=== Supplied information ===

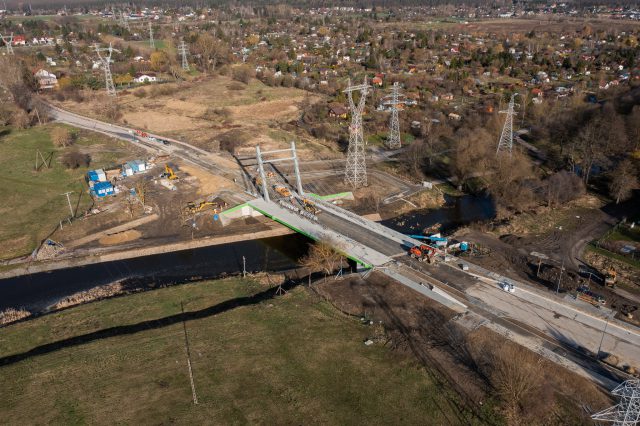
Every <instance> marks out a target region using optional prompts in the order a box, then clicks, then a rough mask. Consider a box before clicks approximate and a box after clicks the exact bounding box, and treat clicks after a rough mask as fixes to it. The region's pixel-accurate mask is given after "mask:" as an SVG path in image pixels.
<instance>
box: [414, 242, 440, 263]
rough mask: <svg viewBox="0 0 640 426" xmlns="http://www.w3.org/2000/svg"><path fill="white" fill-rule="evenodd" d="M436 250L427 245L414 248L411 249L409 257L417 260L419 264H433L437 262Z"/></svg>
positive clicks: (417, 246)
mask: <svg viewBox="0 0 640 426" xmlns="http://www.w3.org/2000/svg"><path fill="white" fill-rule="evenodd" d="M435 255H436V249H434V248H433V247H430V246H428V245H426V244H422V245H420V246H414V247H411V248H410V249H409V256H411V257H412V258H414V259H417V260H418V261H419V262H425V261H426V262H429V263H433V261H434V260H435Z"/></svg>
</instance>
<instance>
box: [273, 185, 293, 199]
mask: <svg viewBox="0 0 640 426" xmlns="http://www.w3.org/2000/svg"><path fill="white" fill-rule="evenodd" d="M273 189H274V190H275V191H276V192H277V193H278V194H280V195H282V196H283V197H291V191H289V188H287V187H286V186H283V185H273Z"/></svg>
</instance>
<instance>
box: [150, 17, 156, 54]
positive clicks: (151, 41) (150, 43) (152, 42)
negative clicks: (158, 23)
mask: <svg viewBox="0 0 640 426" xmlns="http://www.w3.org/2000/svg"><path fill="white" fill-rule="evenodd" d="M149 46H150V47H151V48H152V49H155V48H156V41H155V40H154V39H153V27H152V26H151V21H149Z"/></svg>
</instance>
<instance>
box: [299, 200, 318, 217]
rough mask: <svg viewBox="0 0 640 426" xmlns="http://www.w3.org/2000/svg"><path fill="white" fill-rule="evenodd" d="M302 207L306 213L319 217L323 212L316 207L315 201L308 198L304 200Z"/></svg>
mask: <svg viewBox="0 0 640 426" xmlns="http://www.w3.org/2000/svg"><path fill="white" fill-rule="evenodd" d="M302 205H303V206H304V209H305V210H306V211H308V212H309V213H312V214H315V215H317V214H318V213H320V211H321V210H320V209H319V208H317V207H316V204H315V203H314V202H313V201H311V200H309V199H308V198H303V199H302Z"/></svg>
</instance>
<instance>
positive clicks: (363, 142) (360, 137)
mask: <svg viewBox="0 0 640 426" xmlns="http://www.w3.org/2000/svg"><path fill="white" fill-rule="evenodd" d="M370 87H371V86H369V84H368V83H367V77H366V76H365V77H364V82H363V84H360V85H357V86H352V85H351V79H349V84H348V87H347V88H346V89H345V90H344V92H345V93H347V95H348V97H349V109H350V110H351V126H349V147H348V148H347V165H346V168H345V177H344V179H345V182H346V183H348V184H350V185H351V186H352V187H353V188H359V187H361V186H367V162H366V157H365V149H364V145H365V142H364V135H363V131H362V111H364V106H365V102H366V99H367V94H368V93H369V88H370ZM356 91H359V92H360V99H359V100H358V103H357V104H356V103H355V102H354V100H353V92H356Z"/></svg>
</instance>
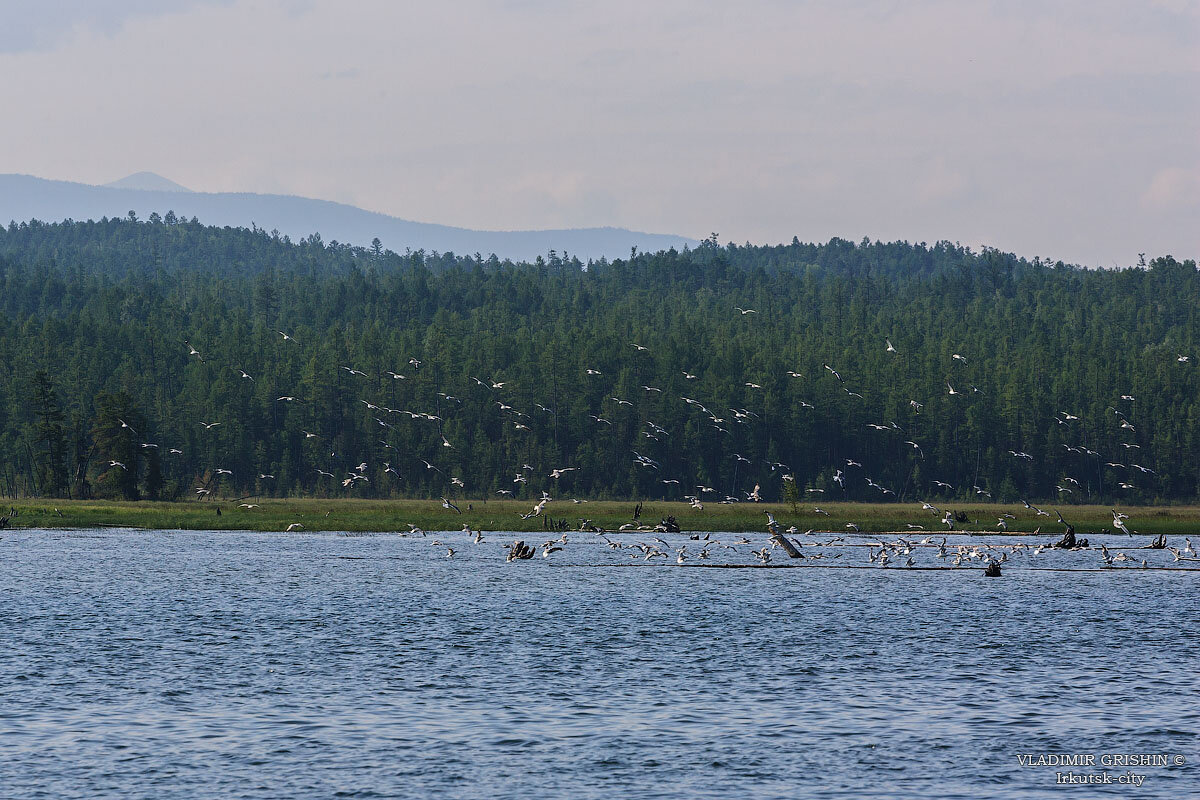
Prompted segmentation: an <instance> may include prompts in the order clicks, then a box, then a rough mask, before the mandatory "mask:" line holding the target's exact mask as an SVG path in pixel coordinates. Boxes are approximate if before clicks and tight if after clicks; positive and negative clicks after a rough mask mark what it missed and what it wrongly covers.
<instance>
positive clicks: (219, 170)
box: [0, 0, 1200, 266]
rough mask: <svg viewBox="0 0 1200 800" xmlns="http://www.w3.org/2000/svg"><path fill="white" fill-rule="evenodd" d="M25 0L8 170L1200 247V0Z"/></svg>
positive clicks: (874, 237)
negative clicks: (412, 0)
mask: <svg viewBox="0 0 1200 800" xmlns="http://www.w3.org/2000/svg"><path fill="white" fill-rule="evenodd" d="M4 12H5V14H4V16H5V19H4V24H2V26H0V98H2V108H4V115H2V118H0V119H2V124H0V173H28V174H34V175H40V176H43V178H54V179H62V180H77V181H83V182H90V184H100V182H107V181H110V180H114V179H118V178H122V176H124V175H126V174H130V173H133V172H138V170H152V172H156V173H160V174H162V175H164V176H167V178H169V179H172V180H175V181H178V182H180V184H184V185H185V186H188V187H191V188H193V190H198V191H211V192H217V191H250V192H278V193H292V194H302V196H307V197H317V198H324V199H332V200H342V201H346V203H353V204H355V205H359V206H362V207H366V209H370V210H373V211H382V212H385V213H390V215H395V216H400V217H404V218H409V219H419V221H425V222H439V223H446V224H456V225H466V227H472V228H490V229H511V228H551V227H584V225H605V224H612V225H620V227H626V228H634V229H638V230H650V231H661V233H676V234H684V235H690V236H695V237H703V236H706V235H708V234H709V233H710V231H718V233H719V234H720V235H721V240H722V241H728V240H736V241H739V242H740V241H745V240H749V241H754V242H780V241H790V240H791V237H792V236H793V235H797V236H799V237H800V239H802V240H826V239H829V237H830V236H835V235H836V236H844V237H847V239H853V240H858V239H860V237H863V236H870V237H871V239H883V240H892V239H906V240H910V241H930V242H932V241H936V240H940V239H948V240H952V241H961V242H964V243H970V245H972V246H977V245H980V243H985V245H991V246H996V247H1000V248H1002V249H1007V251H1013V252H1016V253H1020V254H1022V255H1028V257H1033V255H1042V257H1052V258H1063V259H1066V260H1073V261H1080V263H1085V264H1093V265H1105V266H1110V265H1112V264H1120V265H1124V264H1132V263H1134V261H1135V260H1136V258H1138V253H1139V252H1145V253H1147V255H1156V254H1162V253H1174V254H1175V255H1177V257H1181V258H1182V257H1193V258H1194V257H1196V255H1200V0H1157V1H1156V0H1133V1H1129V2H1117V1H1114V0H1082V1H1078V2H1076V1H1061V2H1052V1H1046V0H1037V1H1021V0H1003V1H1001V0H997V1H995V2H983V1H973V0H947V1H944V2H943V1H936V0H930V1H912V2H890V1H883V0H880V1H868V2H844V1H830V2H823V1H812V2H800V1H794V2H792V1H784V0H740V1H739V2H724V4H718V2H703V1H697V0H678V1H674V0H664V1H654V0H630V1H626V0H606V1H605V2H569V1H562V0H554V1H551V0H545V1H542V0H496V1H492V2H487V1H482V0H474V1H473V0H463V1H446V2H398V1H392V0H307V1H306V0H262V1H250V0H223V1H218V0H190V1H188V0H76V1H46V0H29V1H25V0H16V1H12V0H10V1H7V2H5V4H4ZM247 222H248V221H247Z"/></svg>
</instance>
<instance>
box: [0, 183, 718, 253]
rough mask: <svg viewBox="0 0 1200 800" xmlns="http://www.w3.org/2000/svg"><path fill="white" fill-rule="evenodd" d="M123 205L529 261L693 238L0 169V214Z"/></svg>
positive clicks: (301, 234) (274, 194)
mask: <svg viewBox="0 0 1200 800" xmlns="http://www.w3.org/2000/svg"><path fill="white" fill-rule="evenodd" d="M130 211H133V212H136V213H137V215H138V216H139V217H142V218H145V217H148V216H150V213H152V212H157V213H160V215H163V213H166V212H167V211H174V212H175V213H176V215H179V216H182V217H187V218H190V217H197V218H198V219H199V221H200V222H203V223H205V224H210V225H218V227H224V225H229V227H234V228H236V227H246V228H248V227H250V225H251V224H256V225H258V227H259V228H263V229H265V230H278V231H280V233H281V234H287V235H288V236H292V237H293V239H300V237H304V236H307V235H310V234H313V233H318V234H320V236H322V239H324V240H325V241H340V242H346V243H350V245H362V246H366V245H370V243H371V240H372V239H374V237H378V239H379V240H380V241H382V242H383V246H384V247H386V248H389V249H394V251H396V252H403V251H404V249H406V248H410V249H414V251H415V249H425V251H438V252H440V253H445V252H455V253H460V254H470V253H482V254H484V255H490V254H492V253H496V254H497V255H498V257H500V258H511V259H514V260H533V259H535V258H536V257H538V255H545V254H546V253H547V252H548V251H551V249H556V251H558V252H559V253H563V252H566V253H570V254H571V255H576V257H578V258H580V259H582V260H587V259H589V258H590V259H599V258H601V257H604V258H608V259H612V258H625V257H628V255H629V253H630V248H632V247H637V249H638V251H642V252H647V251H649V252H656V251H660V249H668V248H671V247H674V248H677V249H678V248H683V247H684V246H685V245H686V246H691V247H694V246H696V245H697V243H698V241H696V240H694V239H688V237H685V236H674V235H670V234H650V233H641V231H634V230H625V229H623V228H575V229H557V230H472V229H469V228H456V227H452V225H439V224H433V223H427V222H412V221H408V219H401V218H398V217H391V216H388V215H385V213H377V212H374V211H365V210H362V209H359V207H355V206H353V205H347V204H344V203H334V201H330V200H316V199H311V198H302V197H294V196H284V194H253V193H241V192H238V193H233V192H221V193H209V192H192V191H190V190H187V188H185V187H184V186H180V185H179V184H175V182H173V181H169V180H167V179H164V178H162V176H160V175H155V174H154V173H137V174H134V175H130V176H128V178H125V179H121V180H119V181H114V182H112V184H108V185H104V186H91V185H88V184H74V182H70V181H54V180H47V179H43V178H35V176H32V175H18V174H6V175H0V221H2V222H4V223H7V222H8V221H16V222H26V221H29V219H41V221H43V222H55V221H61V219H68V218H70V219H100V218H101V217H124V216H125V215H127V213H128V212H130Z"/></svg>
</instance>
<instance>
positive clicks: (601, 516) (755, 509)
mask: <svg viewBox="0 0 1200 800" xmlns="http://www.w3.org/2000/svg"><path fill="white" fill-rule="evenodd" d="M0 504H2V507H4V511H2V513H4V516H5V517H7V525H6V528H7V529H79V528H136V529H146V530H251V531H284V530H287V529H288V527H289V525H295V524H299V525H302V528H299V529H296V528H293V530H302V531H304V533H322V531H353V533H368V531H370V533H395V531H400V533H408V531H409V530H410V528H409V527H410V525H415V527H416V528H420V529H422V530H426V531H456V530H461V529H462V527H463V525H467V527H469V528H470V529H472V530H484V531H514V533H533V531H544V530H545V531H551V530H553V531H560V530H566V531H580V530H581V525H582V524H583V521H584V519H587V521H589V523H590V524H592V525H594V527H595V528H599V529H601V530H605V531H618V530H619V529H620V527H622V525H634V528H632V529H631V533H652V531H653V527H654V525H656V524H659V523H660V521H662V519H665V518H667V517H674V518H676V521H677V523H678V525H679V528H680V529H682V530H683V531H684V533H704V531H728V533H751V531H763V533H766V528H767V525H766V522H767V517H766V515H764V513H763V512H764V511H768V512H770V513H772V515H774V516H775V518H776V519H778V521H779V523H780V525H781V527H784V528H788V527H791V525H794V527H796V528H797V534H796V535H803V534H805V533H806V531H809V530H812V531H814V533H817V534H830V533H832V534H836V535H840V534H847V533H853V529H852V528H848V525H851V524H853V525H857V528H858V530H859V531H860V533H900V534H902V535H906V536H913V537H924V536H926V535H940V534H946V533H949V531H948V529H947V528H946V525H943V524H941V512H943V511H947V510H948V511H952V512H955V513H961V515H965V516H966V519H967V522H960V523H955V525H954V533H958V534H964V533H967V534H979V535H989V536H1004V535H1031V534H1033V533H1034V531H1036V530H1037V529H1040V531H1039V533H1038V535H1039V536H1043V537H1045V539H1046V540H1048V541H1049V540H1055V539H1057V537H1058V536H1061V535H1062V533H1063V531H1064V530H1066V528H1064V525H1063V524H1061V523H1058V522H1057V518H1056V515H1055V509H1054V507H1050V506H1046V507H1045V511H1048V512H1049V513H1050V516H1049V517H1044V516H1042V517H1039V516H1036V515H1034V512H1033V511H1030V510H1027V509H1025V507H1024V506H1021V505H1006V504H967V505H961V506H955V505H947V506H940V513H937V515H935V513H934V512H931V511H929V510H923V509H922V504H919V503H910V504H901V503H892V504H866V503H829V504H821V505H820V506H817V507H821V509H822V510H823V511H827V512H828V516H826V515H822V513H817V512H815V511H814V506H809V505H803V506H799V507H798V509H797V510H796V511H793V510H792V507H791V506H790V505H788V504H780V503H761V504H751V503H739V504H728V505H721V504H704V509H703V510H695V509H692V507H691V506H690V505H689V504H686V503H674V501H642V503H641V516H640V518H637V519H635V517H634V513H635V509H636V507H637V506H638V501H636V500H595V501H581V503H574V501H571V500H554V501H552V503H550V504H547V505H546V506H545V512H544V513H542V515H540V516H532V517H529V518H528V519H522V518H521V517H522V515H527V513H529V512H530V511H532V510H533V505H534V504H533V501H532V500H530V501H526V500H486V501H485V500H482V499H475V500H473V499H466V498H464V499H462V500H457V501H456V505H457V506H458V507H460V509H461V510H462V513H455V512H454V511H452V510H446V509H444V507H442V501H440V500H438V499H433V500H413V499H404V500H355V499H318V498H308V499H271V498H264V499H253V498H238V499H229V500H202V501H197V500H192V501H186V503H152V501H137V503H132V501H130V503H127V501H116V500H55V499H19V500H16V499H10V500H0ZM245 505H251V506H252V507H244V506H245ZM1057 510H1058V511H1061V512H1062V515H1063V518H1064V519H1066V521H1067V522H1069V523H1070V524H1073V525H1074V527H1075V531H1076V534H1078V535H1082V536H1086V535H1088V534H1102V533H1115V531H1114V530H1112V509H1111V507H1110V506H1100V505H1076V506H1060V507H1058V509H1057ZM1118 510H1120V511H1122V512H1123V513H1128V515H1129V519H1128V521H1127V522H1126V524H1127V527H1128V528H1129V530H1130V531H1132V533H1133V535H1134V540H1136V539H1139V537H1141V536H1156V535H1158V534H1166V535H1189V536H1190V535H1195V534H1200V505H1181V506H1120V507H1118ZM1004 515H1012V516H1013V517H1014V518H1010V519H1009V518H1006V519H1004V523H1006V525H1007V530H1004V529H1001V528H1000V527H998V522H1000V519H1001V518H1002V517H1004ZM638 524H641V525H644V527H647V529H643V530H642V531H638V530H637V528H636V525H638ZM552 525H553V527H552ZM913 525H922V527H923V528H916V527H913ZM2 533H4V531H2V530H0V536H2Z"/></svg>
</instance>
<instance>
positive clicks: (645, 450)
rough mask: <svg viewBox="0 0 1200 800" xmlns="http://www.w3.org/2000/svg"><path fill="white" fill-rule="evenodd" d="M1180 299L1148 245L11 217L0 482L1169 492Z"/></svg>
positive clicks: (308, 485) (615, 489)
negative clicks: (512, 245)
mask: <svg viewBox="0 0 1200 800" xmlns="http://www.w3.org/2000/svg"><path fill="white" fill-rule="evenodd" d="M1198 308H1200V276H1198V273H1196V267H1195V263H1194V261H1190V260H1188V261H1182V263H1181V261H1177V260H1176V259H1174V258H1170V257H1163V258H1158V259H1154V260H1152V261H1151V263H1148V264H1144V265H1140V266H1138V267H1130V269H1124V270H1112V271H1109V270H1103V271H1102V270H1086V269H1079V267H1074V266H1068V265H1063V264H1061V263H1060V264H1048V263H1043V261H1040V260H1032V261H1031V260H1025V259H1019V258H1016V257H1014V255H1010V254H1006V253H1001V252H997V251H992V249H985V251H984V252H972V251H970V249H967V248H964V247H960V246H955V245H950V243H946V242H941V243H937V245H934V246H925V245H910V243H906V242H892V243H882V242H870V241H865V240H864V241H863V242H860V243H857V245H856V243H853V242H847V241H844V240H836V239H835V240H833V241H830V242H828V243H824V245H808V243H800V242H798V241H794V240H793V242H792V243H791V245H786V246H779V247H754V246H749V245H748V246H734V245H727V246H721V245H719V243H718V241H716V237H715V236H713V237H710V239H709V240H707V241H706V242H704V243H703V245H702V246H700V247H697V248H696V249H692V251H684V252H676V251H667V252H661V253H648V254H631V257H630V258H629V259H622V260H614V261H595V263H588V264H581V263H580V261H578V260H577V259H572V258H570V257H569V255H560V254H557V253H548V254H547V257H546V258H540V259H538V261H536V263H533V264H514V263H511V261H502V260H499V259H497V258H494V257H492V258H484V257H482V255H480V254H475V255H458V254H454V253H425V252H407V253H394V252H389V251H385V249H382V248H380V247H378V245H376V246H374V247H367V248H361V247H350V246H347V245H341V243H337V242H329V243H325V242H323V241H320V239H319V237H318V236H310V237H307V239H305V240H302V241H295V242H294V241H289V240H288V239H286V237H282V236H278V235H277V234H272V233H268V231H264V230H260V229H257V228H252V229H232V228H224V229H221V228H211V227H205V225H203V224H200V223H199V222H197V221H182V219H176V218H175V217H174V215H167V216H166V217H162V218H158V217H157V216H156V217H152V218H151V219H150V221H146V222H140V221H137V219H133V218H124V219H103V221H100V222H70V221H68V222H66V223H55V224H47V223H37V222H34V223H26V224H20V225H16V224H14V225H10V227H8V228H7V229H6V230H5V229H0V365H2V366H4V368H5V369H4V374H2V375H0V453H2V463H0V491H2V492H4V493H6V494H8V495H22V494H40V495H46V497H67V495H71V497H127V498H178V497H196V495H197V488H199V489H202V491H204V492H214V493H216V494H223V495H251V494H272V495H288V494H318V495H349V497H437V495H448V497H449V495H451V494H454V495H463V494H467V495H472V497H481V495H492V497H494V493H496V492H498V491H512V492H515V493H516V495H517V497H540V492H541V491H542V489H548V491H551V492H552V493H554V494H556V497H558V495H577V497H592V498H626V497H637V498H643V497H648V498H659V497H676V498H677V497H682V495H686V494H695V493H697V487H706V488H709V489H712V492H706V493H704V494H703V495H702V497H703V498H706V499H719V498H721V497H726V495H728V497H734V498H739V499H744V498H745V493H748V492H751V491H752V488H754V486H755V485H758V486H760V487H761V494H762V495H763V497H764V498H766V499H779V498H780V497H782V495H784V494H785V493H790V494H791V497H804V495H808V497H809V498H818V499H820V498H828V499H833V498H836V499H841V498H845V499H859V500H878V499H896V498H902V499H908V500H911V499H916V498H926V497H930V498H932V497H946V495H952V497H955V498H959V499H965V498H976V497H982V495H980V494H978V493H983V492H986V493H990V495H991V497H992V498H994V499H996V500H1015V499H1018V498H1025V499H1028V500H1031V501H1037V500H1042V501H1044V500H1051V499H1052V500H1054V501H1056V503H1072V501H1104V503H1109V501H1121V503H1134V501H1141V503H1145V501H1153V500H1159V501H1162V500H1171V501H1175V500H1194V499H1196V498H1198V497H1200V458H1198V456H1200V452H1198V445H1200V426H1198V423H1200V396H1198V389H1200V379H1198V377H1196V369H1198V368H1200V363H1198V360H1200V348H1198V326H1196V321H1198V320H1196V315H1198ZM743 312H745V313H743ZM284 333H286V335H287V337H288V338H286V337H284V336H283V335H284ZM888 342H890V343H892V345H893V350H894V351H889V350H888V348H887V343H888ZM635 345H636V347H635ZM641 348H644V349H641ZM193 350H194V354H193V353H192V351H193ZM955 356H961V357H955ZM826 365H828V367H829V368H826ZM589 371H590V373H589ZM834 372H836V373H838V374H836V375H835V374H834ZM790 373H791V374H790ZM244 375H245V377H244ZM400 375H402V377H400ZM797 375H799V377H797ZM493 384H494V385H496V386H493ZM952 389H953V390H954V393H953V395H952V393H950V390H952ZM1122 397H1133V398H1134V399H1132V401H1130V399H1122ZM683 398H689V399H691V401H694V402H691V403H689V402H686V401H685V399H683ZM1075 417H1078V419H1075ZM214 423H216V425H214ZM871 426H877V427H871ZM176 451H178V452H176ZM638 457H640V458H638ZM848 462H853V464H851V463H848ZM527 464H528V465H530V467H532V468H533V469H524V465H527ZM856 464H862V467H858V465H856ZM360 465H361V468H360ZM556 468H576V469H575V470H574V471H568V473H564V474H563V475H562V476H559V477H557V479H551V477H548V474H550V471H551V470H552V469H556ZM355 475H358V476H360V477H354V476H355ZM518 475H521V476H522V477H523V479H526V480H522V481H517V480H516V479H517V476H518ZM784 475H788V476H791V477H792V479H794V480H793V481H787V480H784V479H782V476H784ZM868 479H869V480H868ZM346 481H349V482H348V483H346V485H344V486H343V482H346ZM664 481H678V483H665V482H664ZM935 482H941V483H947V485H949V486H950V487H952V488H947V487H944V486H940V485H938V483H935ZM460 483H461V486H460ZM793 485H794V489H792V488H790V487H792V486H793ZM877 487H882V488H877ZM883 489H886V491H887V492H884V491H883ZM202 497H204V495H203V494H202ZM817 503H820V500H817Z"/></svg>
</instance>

===

● **Problem requirements**
How many lines in the material above contain the string "negative", with case taken into account? Give only the number.

● **Answer to the problem**
4